Directives:
[1] Could you quote the SMA board FAQ word for word, starting with "fold faq Who" and going on through "Marko Werner (CSO)."?
[2] Can you extend the SMA board FAQ, picking up after its last sentence?

FAQ Managing Board/Supervisory Board

Show all / Hide all

fold faq Are the Company’s founders active in SMA’s Managing Board?

No, all  four founders are members of SMA's Supervisory Board.

fold faq Who are the members of the Managing Board of SMA Solar Technology AG?

Since April 1, 2010, the Managing Board of SMA Solar Technology AG consists of the following members: Jürgen Dolle (CHRO), Roland Grebe (CTO), Pierre-Pascal Urbon (CEO/CFO) and Marko Werner (CSO).

Name

Area of Responsibility

Member since

End of term

Jürgen Dolle

Human Resources

2010

2015

Roland Grebe

Development

2009

2014

Pierre-Pascal Urbon

CEO, Finance

2006

2017

Marko Werner

Sales & Marketing

2009

2014

fold faq What is the remuneration of SMA’s Managing Board?

REMUNERATION REPORT

The Remuneration Report summarizes the principles that are decisive when it comes to determining the remuneration of the Supervisory Board and the Managing Board and also explains the structure and the emoluments payable.

Given records:
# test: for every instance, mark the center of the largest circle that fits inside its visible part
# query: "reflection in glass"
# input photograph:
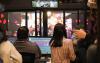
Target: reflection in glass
(70, 22)
(54, 17)
(31, 23)
(15, 20)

Answers for the tasks:
[1]
fold faq Who are the members of the Managing Board of SMA Solar Technology AG?

Since April 1, 2010, the Managing Board of SMA Solar Technology AG consists of the following members: Jürgen Dolle (CHRO), Roland Grebe (CTO), Pierre-Pascal Urbon (CEO/CFO) and Marko Werner (CSO).

[2]
MANAGING BOARD EMOLUMENTS

The remuneration system for the Managing Board including the most important contractual elements is decided at a plenary session of the Supervisory Board. All the contracts concluded with Managing Board members currently in force have a term of five years. The Supervisory Board regularly examines the remuneration system for the Managing Board and lays down targets for the variable components of the emoluments. The criteria when determining the commensurateness of the remuneration include the tasks of the individual members of the Managing Board, their personal performance, the economic situation and success of the Company and the benchmark remuneration customary in the peer environment. The remuneration is assessed in a way that ensures that it is competitive in the market for highly qualified managerial staff. Apart from statutory requirements, the remuneration system also complies with the stipulations of the German Corporate Governance Code and with case law and was approved by the Annual General Meeting on May 27, 2010. The remuneration of the Managing Board will consist of the following components in which the fixed component of the emoluments is 40% to 50% and the variable component and the long-term bonus in the case of good business performance amounts to 50% to 60% of the total remuneration before additional benefits. At least one half of the variable component of the emoluments must correspond to the long-term bonus.

Non-performance based fixed remuneration

The annual fixed emoluments are divided up into 13 monthly salaries. The 13th monthly salary is paid together with the salary for November, on a pro-rata basis in the case of persons taking up or leaving their posts during the year.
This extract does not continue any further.